*THE TASKS*
1. In the crank clearance thread, how much clearance does the original poster report on the non-drive side?
2. Reproduce a passage from the crank clearance thread, beginning at the words "That's too close." and stopping after the words "the chain ring.".

*PAGE*
====

# Is 2mm crank arm chainstay clearance too tight?



## os2 (Jan 22, 2004)

Quick question! I'm just starting a singlespeed 29er mtb build and hoping to use a left over BB/ triple crank from a previous road bike. I put a Salsa 34T SS chainring in the middle position, and adjusted the BB (a 125mm symmetrical Phil Wood) so that the chainline is 47.5mm. The crank spins no problem! However, while I've got about 7mm of crankarm clearance on the chainring side, there's only about 2mm of clearance on the non drive side. Is this too close? Phil Wood also makes 3 larger size BBs up to 135mm, so buying a longer BB is an option. Another buy option is the new RaceFace Deus crankset, since I'm not sure if roadbike crankarms (these are 180s) simply flare out less than a mountain bike. Any recommendations or thoughts on minimum crankarm/chain stay clearance? Thanks for the help.


----------



## BurkeVT (Jul 11, 2003)

*My gut*

says 2mm is too close.


----------



## fireball (Dec 19, 2004)

os2 said:


> Quick question! I'm just starting a singlespeed 29er mtb build and hoping to use a left over BB/ triple crank from a previous road bike. I put a Salsa 34T SS chainring in the middle position, and adjusted the BB (a 125mm symmetrical Phil Wood) so that the chainline is 47.5mm. The crank spins no problem! However, while I've got about 7mm of crankarm clearance on the chainring side, there's only about 2mm of clearance on the non drive side. Is this too close? Phil Wood also makes 3 larger size BBs up to 135mm, so buying a longer BB is an option. Another buy option is the new RaceFace Deus crankset, since I'm not sure if roadbike crankarms (these are 180s) simply flare out less than a mountain bike. Any recommendations or thoughts on minimum crankarm/chain stay clearance? Thanks for the help.


That's too close. You need a longer BB.You should have about 10mm (give or take 2) on each side. Also should be the same space on each side.


----------



## Enoch (Jun 12, 2004)

*Space It*

I have used a 2-3mm spacer between the frame and drive side cup. This might solve your problem and even out you crank arms clearance. I'm not sure which BB you have but this might help. By going to a longer crank spindle you might gain the extra clearnce but your cranks are prolly still going to be off center. The actual chainline on a s/s doesnt really matter that much as long as the chain is straight. I've run cranks with less than 5 mm clearance on the stays and never had a problem. If your BB is adjustable, center the cranks in the frame and space the front ring to line up on your freewheel or in the event you are using a freehub (cassette type ) rear wheel, space it to line up on the chain ring.


----------



## shiggy (Dec 19, 1998)

As long as it does not hit while riding any amount of clearance is fine. There is going to be some flex so 2 mm is marginal. You do not _need_ 10 mm and it does not need to be the same on both sides


----------



## shiggy (Dec 19, 1998)

Enoch said:


> I have used a 2-3mm spacer between the frame and drive side cup...


That would move it the wrong way. His clearance problem is on the non-drive side.


----------



## Enoch (Jun 12, 2004)

====

*INFORMATION SUPPLIED*
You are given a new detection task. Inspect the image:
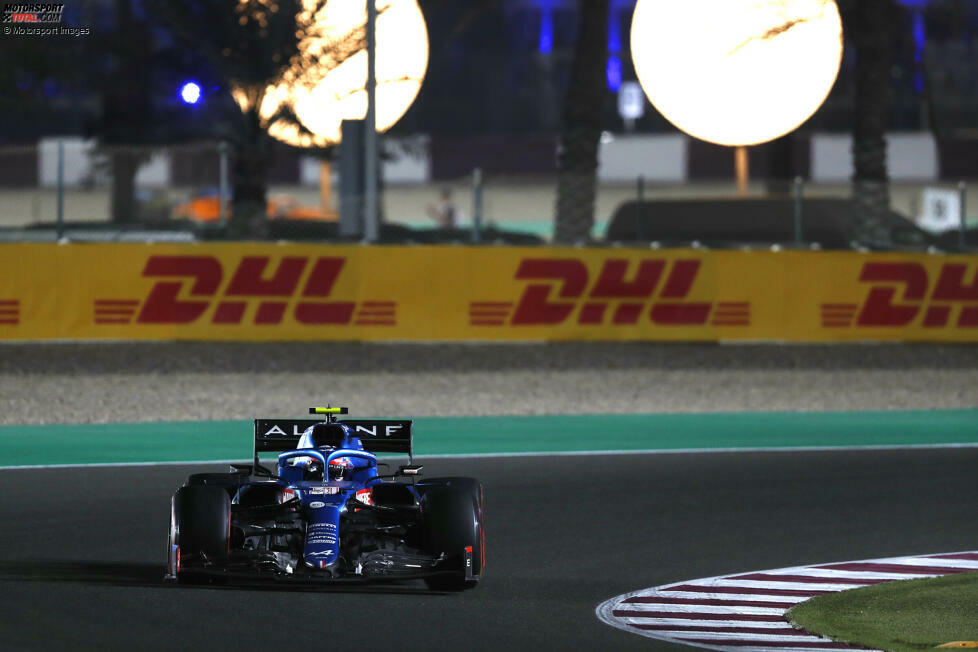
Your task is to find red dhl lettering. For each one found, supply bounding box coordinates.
[95,256,396,326]
[469,258,750,326]
[821,262,978,328]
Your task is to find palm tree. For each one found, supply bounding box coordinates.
[150,0,370,237]
[554,0,608,243]
[847,0,897,246]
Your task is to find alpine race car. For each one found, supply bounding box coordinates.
[166,407,486,591]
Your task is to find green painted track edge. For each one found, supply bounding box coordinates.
[0,408,978,467]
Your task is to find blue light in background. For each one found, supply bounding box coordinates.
[180,82,201,104]
[537,6,554,54]
[913,9,927,93]
[604,54,621,93]
[898,0,931,93]
[605,5,621,93]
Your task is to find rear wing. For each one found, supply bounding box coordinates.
[255,419,414,465]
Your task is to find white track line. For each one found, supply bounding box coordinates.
[595,552,978,652]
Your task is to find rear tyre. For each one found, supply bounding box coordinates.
[418,478,485,591]
[170,485,231,580]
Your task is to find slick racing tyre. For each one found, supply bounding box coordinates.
[170,485,231,579]
[418,478,486,591]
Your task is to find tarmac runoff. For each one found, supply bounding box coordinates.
[0,409,978,469]
[595,551,978,652]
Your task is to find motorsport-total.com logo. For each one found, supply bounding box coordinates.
[0,2,91,36]
[3,2,65,24]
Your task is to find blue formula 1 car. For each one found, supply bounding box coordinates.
[166,407,485,591]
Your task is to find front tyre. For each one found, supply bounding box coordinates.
[419,478,485,591]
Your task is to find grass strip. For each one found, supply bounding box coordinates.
[0,409,978,466]
[788,572,978,652]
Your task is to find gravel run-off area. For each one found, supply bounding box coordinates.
[0,342,978,424]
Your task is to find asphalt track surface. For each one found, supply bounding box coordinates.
[0,448,978,650]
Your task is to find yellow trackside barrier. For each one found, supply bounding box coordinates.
[0,243,978,342]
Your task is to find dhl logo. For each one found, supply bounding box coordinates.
[94,256,397,326]
[469,258,750,326]
[821,262,978,328]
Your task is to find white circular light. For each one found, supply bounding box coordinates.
[180,82,200,104]
[234,0,428,147]
[631,0,842,145]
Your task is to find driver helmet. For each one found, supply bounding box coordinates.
[292,423,354,480]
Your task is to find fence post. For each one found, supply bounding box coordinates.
[636,174,645,242]
[792,177,804,244]
[217,141,230,229]
[472,168,482,242]
[958,181,968,249]
[57,140,65,240]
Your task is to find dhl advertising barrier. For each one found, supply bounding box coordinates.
[0,244,978,342]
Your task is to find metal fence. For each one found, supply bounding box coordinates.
[0,134,978,250]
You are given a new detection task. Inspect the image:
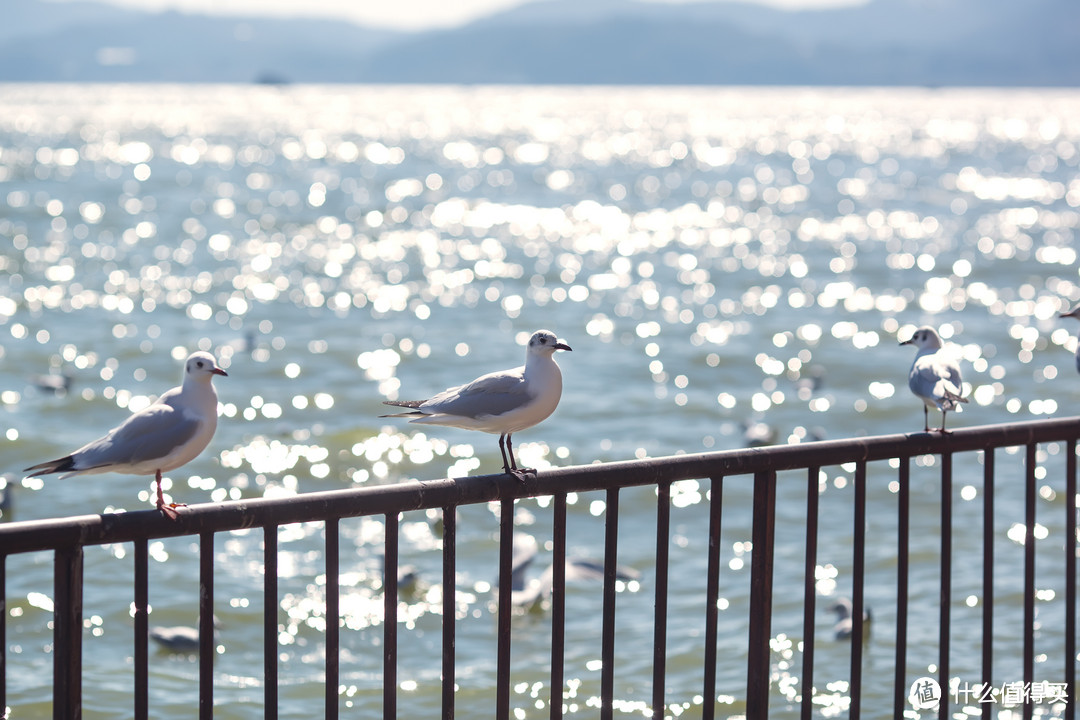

====

*TASK ANSWERS*
1. About 2mm.

2.
That's too close. You need a longer BB.You should have about 10mm (give or take 2) on each side. Also should be the same space on each side.


----------



## Enoch (Jun 12, 2004)

*Space It*

I have used a 2-3mm spacer between the frame and drive side cup. This might solve your problem and even out you crank arms clearance. I'm not sure which BB you have but this might help. By going to a longer crank spindle you might gain the extra clearnce but your cranks are prolly still going to be off center. The actual chainline on a s/s doesnt really matter that much as long as the chain is straight. I've run cranks with less than 5 mm clearance on the stays and never had a problem. If your BB is adjustable, center the cranks in the frame and space the front ring to line up on your freewheel or in the event you are using a freehub (cassette type ) rear wheel, space it to line up on the chain ring.